**RECORDED DATA**
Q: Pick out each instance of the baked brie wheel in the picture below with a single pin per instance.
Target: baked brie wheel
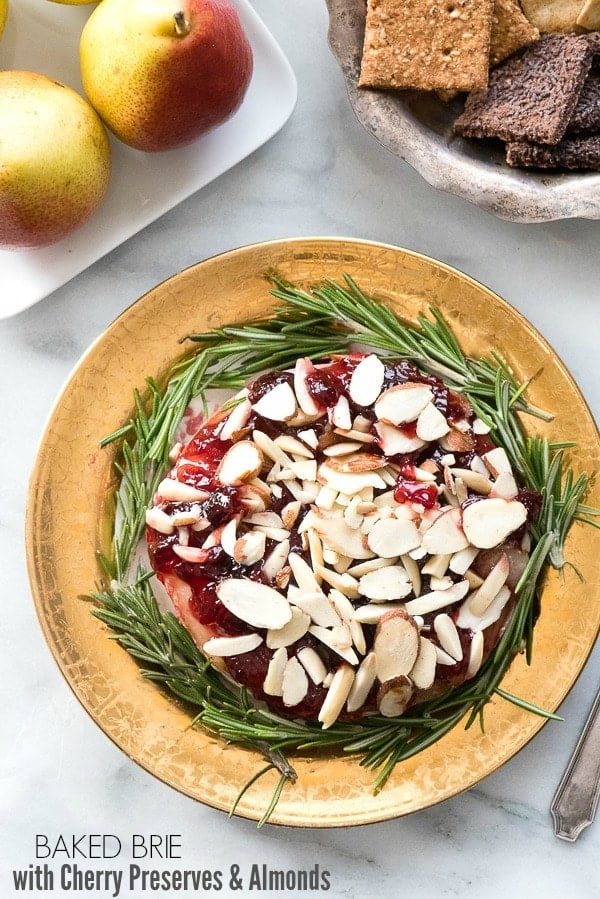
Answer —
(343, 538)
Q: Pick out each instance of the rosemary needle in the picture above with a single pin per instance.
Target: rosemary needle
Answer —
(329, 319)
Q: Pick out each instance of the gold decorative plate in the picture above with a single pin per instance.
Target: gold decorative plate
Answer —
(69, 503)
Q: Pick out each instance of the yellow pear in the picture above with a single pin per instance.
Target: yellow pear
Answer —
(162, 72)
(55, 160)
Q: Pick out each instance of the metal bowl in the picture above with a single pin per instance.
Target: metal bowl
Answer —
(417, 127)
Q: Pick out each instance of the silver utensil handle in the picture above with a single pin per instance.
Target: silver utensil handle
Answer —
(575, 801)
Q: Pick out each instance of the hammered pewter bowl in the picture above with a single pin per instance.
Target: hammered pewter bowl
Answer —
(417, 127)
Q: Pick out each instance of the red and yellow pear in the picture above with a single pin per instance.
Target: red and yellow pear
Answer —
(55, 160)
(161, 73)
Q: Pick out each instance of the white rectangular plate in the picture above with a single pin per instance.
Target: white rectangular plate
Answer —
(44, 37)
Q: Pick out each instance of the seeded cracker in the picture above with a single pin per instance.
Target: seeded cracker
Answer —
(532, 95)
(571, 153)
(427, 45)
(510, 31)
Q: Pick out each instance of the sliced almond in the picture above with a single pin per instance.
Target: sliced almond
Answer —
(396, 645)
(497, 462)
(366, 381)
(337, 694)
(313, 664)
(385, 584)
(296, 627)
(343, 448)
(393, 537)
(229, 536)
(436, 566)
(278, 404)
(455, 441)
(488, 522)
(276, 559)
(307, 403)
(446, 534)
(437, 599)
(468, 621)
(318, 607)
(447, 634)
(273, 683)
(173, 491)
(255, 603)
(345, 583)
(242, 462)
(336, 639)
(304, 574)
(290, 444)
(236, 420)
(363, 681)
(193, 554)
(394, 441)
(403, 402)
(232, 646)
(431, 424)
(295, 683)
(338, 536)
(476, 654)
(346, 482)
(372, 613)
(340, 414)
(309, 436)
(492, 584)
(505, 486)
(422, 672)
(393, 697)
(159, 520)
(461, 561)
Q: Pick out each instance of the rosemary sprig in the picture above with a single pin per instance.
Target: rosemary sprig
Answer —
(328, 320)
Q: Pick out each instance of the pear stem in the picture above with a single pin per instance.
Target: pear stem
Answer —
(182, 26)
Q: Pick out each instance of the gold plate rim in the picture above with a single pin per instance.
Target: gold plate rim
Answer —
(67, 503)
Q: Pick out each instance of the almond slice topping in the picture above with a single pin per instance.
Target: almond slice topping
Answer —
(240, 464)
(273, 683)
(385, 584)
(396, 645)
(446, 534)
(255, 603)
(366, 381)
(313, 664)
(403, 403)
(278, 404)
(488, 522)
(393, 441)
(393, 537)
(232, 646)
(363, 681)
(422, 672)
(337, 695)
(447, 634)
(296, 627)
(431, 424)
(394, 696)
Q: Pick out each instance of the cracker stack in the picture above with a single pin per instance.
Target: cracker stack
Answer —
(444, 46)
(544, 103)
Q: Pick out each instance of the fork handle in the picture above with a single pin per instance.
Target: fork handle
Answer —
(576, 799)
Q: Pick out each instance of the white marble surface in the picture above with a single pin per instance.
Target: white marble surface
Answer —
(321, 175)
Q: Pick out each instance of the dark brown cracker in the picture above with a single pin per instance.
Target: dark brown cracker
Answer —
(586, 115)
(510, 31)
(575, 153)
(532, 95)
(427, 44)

**AIM OF THE TASK**
Quote exactly and only the lines from the one holding "Q: Pick out each instance of the cracker" through the end of the data.

**SOLVED PROBLEM**
Q: Pick out each instance of the cracker stack in the picture above with a single pin per instance.
Target: cracker stack
Answer —
(444, 46)
(544, 103)
Q: Pick out each instance of the fork handle in the picture above with a single pin per instance.
Target: fork handle
Answer —
(576, 799)
Q: Pick out each instance of the white marble surface in the picture above with a single pin per instance.
Target: white marble surface
Answer —
(321, 175)
Q: Pick out each instance of the dark brown cracker in the picture above with a single pin per instance.
Target: dark brown cracker
Answer —
(586, 115)
(510, 31)
(575, 153)
(532, 95)
(427, 44)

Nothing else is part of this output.